EXERCISE —
I need the lines below from the one with "Target: person standing on verge" down to the one with "Put a marker on every instance of the railway" reproduced exactly, both ends included, and nothing else.

DATA UNDER STUDY —

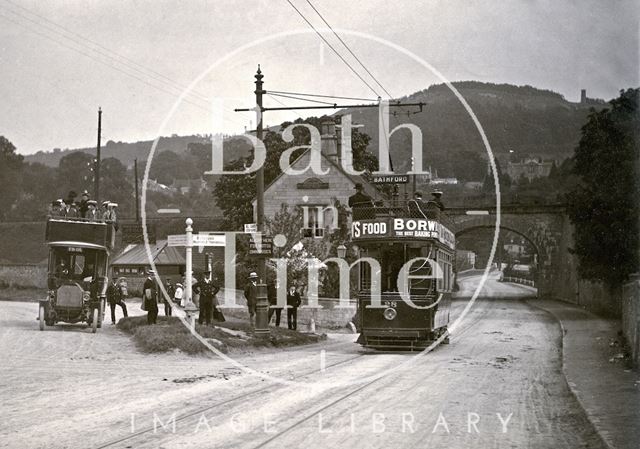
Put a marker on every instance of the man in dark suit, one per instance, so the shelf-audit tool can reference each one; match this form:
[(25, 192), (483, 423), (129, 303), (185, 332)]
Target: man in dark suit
[(293, 302), (251, 295), (207, 290), (150, 297), (115, 298), (272, 296), (83, 206)]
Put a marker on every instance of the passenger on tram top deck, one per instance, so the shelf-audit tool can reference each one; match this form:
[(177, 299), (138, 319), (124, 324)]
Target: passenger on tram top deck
[(92, 211), (83, 206)]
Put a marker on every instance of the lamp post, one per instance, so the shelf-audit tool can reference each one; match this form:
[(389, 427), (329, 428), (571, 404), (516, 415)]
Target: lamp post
[(262, 304)]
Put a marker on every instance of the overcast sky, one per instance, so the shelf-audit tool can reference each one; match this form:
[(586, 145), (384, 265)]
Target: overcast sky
[(62, 59)]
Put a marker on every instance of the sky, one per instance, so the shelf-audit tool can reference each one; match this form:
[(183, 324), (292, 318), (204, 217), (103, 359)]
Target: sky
[(61, 60)]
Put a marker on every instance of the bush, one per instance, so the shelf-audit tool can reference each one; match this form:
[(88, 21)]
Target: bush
[(170, 334)]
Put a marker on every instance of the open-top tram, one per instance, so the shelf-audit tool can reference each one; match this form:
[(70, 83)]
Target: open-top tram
[(77, 274), (415, 252)]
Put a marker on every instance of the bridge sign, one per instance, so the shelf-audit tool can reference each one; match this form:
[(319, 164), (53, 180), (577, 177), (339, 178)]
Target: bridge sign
[(390, 179)]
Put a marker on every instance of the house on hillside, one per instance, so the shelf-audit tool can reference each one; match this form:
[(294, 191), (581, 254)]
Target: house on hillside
[(186, 186), (529, 168), (312, 190)]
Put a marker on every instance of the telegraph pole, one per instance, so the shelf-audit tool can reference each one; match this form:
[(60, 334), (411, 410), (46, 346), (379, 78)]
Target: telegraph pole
[(135, 170), (96, 181), (262, 306)]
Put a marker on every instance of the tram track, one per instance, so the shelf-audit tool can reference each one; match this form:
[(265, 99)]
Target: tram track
[(195, 413)]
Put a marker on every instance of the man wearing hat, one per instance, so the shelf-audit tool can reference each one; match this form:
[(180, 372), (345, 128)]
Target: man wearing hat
[(150, 297), (207, 290), (251, 295), (360, 199), (437, 195), (115, 298), (56, 209), (92, 211), (104, 210), (83, 206)]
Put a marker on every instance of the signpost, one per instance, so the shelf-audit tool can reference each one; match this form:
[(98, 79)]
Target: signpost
[(261, 246), (188, 240)]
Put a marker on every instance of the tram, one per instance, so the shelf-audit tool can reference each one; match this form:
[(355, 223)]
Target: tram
[(415, 251), (77, 275)]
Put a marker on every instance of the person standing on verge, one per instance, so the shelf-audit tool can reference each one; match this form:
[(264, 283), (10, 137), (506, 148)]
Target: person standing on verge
[(207, 290), (293, 302), (171, 290), (150, 298), (272, 296), (251, 295), (114, 297)]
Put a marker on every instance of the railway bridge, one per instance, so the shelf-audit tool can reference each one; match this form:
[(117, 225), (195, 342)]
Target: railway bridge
[(546, 227)]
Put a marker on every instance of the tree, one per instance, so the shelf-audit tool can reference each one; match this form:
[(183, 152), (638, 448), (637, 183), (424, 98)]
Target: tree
[(116, 186), (234, 193), (11, 165), (604, 206)]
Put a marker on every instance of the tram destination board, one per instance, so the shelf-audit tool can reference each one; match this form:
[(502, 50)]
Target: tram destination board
[(132, 233), (265, 248), (390, 179)]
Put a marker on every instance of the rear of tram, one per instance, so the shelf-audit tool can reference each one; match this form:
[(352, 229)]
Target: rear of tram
[(404, 302)]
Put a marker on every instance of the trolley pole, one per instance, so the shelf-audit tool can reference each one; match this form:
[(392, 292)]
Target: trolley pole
[(96, 181), (262, 306), (135, 169)]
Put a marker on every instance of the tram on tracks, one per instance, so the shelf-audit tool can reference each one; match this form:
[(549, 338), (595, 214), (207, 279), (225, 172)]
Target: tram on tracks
[(77, 271), (416, 256)]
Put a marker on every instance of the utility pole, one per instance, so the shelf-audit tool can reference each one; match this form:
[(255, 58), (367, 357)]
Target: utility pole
[(135, 170), (96, 182), (262, 304), (262, 307)]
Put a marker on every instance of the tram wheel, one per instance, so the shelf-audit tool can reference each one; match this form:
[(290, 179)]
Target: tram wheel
[(94, 321), (41, 315)]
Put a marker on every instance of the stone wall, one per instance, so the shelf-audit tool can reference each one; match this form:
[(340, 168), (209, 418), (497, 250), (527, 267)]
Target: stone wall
[(23, 275), (631, 316)]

EXERCISE RESPONSE —
Target: person standing on verge
[(207, 290), (293, 302), (171, 290), (150, 298), (272, 296), (251, 295), (114, 297)]
Put a marker on every instance of the railway bridge, one per instance, so the shelf-audit tool can reference each one; match this form:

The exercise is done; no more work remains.